**WHAT YOU NEED TO DO**
Lay out the rows between the lines holding "of the glitter" and "(121, 1213)", inclusive, as a two-column CSV with the headers text and answer. Give one CSV line per row, with the row's wording and its answer each in a single quoted field and any line breaks turned into spaces.

**EXTRACTED RECORDS**
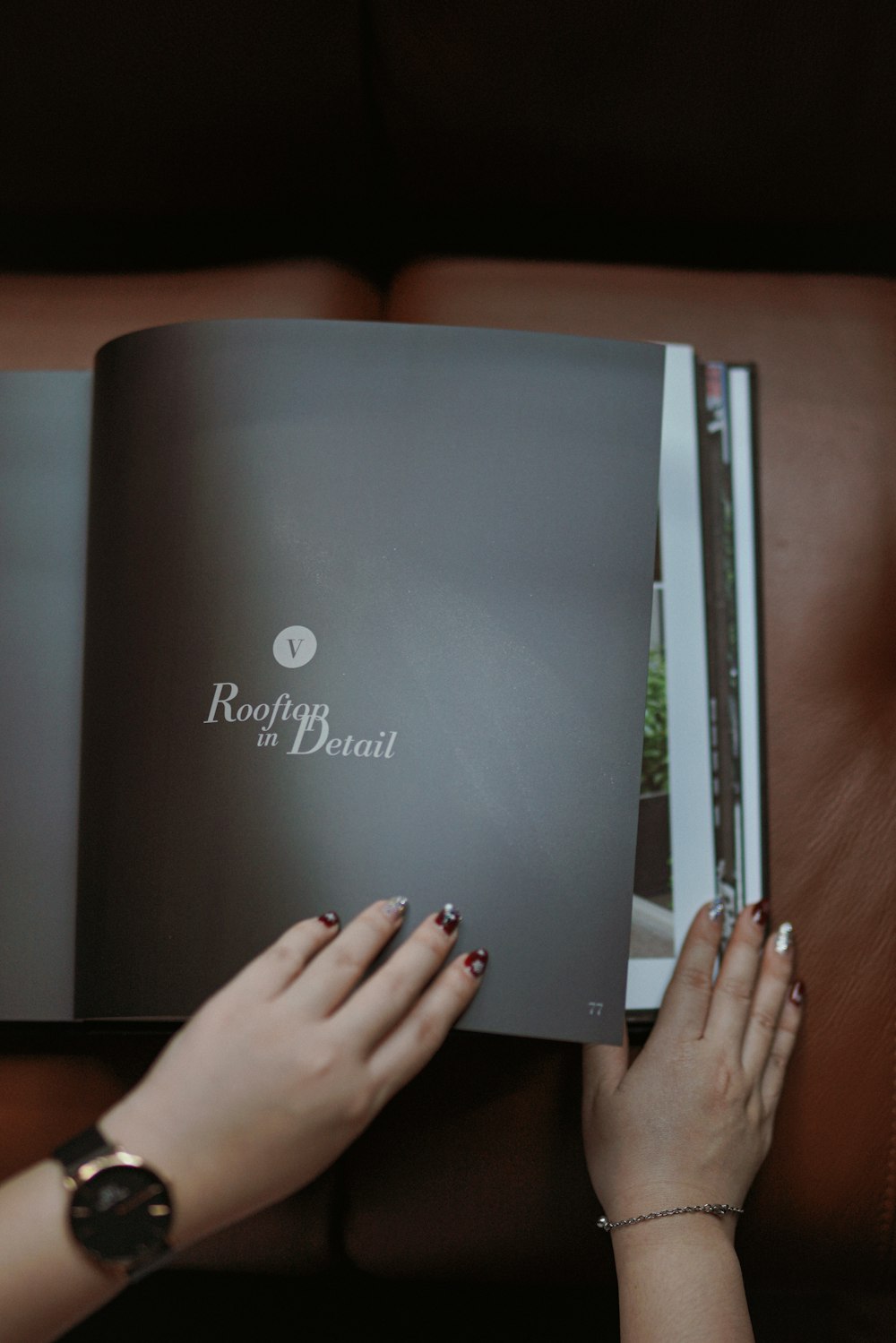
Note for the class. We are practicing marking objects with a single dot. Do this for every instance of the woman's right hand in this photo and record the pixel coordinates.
(691, 1120)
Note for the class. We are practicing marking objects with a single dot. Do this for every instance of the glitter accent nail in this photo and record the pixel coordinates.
(476, 962)
(785, 938)
(447, 917)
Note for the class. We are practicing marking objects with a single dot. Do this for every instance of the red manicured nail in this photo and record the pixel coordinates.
(447, 919)
(761, 914)
(476, 962)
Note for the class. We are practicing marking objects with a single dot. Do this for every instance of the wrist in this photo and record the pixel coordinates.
(672, 1235)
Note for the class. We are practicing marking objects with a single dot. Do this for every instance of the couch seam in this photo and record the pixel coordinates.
(888, 1206)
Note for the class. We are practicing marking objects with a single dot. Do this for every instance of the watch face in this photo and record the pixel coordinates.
(121, 1213)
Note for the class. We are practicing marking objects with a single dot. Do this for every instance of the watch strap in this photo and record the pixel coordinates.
(82, 1149)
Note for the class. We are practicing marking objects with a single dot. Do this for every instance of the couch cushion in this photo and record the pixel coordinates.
(59, 322)
(823, 1202)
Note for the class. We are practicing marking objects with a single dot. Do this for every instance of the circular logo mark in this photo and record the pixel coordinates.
(295, 646)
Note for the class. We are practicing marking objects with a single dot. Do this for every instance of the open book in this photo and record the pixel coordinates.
(370, 611)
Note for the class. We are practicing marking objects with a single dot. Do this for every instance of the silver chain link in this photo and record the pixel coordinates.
(713, 1209)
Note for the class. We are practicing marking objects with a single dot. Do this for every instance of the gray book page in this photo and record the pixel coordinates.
(368, 616)
(45, 431)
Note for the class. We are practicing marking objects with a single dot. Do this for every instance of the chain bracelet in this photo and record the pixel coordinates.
(713, 1209)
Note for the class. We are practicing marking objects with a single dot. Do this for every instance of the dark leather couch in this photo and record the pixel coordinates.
(668, 172)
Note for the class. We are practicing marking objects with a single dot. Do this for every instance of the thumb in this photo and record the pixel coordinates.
(603, 1066)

**SOLUTION BELOW**
text,answer
"Note for the class. We are practicing marking objects with a single dot. Do this for every instance of the glitter accent nail in this photo and record the pixel coordinates.","(476, 962) (785, 938) (447, 917)"
"Note for the class. We are practicing marking objects with a single dot. Do this for every instance of the red manicured nail in this photo and record the pixel coordinates.","(447, 919) (761, 914) (476, 962)"
"Note for the class. We are practicing marking objects with a single dot. Do this for every instance of the wrist in this photo and record the pixel coordinates.","(672, 1235)"
"Note for the class. We are practicing marking objects with a single dot. Do this for every instance of the couch seam in this photo and record the pixel coordinates.","(888, 1206)"
"Note for the class. We are practicing marking objects with a single dot. Do this for every instance of the watch face in this photo and record the pixel coordinates.","(121, 1213)"